→ **EXERCISE DIRECTIONS**: The records that follow are to be repeated exactly, without any pictures.

↓

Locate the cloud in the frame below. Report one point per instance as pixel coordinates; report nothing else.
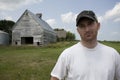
(14, 4)
(68, 17)
(51, 22)
(113, 14)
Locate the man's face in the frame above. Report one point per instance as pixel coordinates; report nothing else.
(88, 29)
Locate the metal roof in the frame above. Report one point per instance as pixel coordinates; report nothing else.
(41, 22)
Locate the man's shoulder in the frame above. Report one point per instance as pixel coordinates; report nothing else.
(108, 48)
(72, 48)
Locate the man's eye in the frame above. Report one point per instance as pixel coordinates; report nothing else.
(81, 26)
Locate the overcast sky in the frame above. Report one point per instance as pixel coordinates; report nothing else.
(62, 13)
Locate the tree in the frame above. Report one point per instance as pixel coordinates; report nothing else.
(6, 26)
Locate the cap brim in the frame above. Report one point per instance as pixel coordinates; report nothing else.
(84, 16)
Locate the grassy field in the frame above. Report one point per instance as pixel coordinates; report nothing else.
(33, 63)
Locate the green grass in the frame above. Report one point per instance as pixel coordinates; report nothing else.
(32, 63)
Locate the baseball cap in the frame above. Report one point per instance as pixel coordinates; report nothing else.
(86, 14)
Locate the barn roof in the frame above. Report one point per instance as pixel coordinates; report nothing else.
(41, 22)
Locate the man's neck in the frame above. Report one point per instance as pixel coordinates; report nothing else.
(89, 44)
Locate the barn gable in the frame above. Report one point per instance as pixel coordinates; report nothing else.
(31, 29)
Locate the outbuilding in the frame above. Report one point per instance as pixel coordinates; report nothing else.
(32, 29)
(4, 38)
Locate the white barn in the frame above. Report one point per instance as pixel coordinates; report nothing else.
(32, 29)
(4, 38)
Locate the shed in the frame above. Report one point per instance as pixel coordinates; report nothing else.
(4, 38)
(32, 29)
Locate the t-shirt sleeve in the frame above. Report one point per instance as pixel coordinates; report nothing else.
(60, 69)
(117, 72)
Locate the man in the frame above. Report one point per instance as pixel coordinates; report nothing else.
(88, 59)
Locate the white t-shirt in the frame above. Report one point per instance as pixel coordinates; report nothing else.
(81, 63)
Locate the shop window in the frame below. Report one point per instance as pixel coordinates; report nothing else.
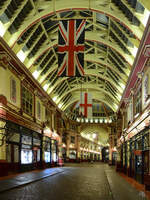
(54, 151)
(138, 102)
(130, 112)
(26, 156)
(26, 149)
(72, 154)
(13, 90)
(72, 139)
(38, 110)
(47, 156)
(27, 101)
(145, 88)
(46, 146)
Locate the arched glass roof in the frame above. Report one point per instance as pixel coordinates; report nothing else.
(113, 32)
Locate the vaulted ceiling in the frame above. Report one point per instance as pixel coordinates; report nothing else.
(113, 32)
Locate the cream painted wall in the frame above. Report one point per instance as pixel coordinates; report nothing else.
(5, 76)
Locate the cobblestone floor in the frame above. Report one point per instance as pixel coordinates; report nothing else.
(77, 182)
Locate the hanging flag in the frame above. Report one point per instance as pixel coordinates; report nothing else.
(86, 105)
(71, 48)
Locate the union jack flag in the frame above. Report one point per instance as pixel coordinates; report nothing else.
(71, 47)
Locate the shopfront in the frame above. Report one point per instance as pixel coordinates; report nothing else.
(31, 149)
(54, 152)
(72, 155)
(47, 150)
(139, 155)
(13, 147)
(23, 148)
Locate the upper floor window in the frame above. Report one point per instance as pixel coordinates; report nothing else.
(27, 101)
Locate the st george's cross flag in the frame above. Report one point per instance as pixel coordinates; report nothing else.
(86, 104)
(71, 48)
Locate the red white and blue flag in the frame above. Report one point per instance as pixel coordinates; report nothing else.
(71, 48)
(86, 104)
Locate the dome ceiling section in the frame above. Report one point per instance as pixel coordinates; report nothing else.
(111, 42)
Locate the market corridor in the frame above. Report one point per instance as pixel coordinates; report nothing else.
(76, 182)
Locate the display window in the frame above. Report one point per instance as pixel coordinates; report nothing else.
(47, 149)
(47, 156)
(26, 139)
(54, 150)
(26, 156)
(72, 154)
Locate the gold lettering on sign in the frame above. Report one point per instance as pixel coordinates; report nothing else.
(4, 59)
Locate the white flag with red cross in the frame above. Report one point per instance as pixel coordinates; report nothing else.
(86, 104)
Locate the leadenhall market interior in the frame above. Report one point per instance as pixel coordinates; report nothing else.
(75, 86)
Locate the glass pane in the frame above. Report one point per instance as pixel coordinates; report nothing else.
(47, 156)
(26, 156)
(16, 153)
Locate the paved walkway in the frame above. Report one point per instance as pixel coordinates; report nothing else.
(83, 181)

↑

→ **EXERCISE ANSWER**:
Locate the cloud in the frame below. Report one point per instance as pixel coordinates; report nothing else.
(14, 4)
(68, 17)
(51, 22)
(113, 14)
Locate the man's face in the frame above. Report one point per instance as pixel coordinates; report nothing else.
(88, 29)
Locate the metal roof in the frame above. Report one point per instance as pixel coordinates; report nothing else.
(41, 22)
Locate the man's shoulder in the frame above. Report one point per instance as pixel coordinates; report nothing else.
(108, 48)
(72, 48)
Locate the man's eye in the frame above. Report one point per instance as pixel coordinates; report nothing else.
(81, 26)
Locate the overcast sky in the frame above. Report one point per instance as pixel coordinates; report nothing else.
(62, 13)
Locate the tree in the frame above. Report one point per instance as pixel coordinates; report nothing else.
(6, 26)
Locate the cap brim in the frame above. Report one point per instance as pixel coordinates; report nothing else.
(84, 16)
Locate the grassy field in the frame above. Report one point per instance as pixel coordinates; report nothing else.
(33, 63)
Locate the green grass in the frame above. Report one point per instance as pixel coordinates; report nothing else.
(32, 63)
Locate the baseball cap in the frame above. Report one point per instance as pixel coordinates; report nothing else.
(86, 14)
Locate the barn roof in the frame above. Report one point per instance as pixel coordinates; report nothing else.
(41, 22)
Locate the man's neck in the frame above. Report one point per instance as pixel coordinates; report nothing else.
(89, 44)
Locate the barn gable in the frame above. Report one point per instance as pixel coordinates; report nothing else.
(31, 29)
Locate the outbuilding in the frame above. Report one point per instance as pixel coordinates; report nothing else.
(32, 29)
(4, 38)
Locate the white barn in the frame above. Report one point per instance as pixel coordinates; report nothing else.
(32, 29)
(4, 38)
Locate the shed in the frame above. Report one point per instance as pixel coordinates; report nothing else.
(4, 38)
(32, 29)
Locate the t-shirt sleeve in the frame above. Report one point per instance as pixel coordinates; report nothing else.
(60, 69)
(117, 72)
Locate the man in the frame above. Report one point per instance as pixel coordinates; report nothing else.
(88, 59)
Locate the white t-shirt in the frame above. Report one point per instance as pixel coordinates; report nothing else.
(81, 63)
Locate the shop window in the frame below. Report one point per instance as pixel coordinates; report nothing else.
(54, 151)
(138, 102)
(130, 112)
(26, 156)
(26, 149)
(72, 154)
(13, 90)
(72, 139)
(38, 110)
(47, 156)
(27, 101)
(145, 88)
(46, 146)
Locate the arched glass roof in the frame above. Report one point per instance as pixel coordinates; report nothing else.
(113, 32)
Locate the vaulted ceiling in the frame above. Report one point per instance as pixel coordinates; report nothing else.
(113, 32)
Locate the cream painted wall in the frame above. Report one point per instance as pixel coordinates; report nothing else.
(5, 76)
Locate the cobblestone floor in the frame above. Report one point per instance as pixel coordinates; report nothing else.
(77, 182)
Locate the hanging flag in the frame above. Report one point per instance as pixel coordinates; report nothing else.
(86, 105)
(71, 48)
Locate the union jack flag in the frame above. Report one point per instance as pixel coordinates; report nothing else.
(71, 47)
Locate the shopfront in the frame above. Report one point per instance as pixel coordinates; report nothing else.
(31, 149)
(54, 152)
(72, 155)
(47, 150)
(139, 155)
(13, 147)
(23, 148)
Locate the upper floor window in the frame above. Report one point per instance as pixel coordinates; report nothing else.
(27, 101)
Locate the st george's cross flag in the frame above. Report one point per instance as pixel coordinates; report nothing else.
(86, 104)
(71, 48)
Locate the red white and blue flag in the frame above. Report one point per instance as pixel coordinates; report nothing else.
(71, 48)
(86, 104)
Locate the dome ceiling section in the frame above. Report one point per instance as pixel coordinates; report nothing else.
(111, 42)
Locate the market corridor in the frame above. Report one point per instance as pixel coordinates; report nothing else.
(76, 182)
Locate the display window in the frame above. Report one point per instance as pixel coordinates; report nothing else.
(47, 149)
(47, 156)
(26, 139)
(54, 150)
(26, 156)
(72, 154)
Locate the gold lettering on sign in the frame above. Report one point per instance as pixel coordinates; report nothing else.
(4, 59)
Locate the white flag with red cross in the frame above. Report one point per instance as pixel coordinates; report nothing else.
(86, 104)
Locate the leadenhall market interior in the frame above. Report one point per instance as pixel coordinates; report nothing else.
(75, 86)
Locate the glass pane in the frame above. Report one point per instance as pixel coordinates; report nothing else.
(47, 156)
(26, 156)
(16, 153)
Locate the paved walkway in the frame above. Report one point per instance as pixel coordinates; report nothing else.
(83, 181)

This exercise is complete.